Mystical discussion about the Truth — Eric Midnight
Ars Magia. Ars Theurgia Ars Thaumaturgia

Mystical discussion about the Truth — Eric Midnight

Mystical discussion about the Truth

 

There is an opinion that sincerity is straightforwardness, a person’s ability to say what he really thinks and act in accordance with what he really thinks and feels.

 

However, how much can a person know what he actually thinks and feels?

 

It may be fair to say that a person knows less about himself than others, while others know less about him than he does. All his reactions, his behavior, personality, mental states and emotions are all transient and changeable. Having lived one “personality”, a person will start another, and soon no one will remember the former. Things done by that “person” will be forgotten, and they will look at things anew.

 

Having realized such a mechanism, a person may wonder and want to question who he actually is, and what he possesses, if all the enormous “diversity” of his reactions and “personalities” actually don’t have an inherent existence.


Are any of his reactions, thoughts, feelings and actions sincere if they can change? If sincerity is truthfulness, but there is no truth in it, then can a person really be sincere?

 

I would like to give an interesting and well-known excerpt from "The Master and Margarita" by Mikhail Bulgakov.

 

- Do you know such people, - Pilate went on, not taking his eyes off the prisoner, - a certain Dismas, another Gestas and a third Var-rabbi?


- I do not know these kind people, - the prisoner replied.
- Truth?
- Truth.
- Now tell me that you always use the words "good people"? Do you call everyone that?
- Everyone, - the convict answered, - there are no evil people in the world.
- I hear about this for the first time, - Pilate said, grinning, - but maybe I know little about life! You may not write further.
He turned to the secretary, although he didn’t write anything, and continued to tell the prisoner.
- Have you read about this in any of the Greek books?
- No, I have come to this with my mind.
- And you preach it? But, for example, the centurion Mark, he was nicknamed the Ratman, is he kind?
- Yes, - answered the convict, - he is, however, an unhappy person. Since the good people mutilated him, he became cruel and callous. It would be interesting to know who crippled him?

* * * * * * * * *

## [Stated task 1]
In the records, switch "white car" to "silver car" and reproduce the lines with nothing else altered. Begin at the line containing "For the evaluation set, tag every instance of the white car" and stop after the line containing "243], [29, 223]]".

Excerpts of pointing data
* * * * * * * * *

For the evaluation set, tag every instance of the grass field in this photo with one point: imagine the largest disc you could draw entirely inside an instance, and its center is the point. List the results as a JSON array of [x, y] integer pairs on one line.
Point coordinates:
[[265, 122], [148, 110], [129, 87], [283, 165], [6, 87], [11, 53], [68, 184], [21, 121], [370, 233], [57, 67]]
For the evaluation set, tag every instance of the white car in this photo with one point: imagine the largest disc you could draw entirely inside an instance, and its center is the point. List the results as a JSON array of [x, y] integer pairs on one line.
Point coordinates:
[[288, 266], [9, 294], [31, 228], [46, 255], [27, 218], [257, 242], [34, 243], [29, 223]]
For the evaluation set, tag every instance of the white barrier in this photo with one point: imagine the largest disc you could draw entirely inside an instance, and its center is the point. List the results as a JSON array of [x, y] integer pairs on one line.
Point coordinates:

* * * * * * * * *

## [Stated task 2]
In the mystical discussion about truth, what nickname was given to the centurion Mark?

## [Task answer 1]
For the evaluation set, tag every instance of the silver car in this photo with one point: imagine the largest disc you could draw entirely inside an instance, and its center is the point. List the results as a JSON array of [x, y] integer pairs on one line.
Point coordinates:
[[288, 266], [9, 294], [31, 228], [46, 255], [27, 218], [257, 242], [34, 243], [29, 223]]

## [Task answer 2]
The Ratman.